_SOURCE MATERIAL_
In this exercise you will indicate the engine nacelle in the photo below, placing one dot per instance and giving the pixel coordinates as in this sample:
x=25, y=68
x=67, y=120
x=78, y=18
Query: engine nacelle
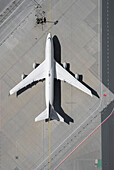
x=65, y=65
x=35, y=65
x=23, y=76
x=77, y=76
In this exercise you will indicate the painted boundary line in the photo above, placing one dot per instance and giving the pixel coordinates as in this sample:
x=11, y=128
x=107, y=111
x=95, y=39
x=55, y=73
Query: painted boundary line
x=85, y=140
x=9, y=11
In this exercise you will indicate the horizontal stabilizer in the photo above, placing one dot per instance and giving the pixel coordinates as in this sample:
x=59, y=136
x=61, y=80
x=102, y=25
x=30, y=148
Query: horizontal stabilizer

_TASK GOAL_
Write out, word for word, the lines from the one containing "x=107, y=111" through the end of the records, with no other lines.

_ANSWER FOR THIS EXERCISE_
x=107, y=111
x=95, y=39
x=55, y=73
Query: painted boundary line
x=85, y=140
x=9, y=11
In this exercise you will indicate the horizontal stabilizer in the photo above, placing one dot per instance and giving the pixel coordinates as in this sample:
x=59, y=136
x=61, y=80
x=102, y=25
x=30, y=148
Query: horizontal stabilizer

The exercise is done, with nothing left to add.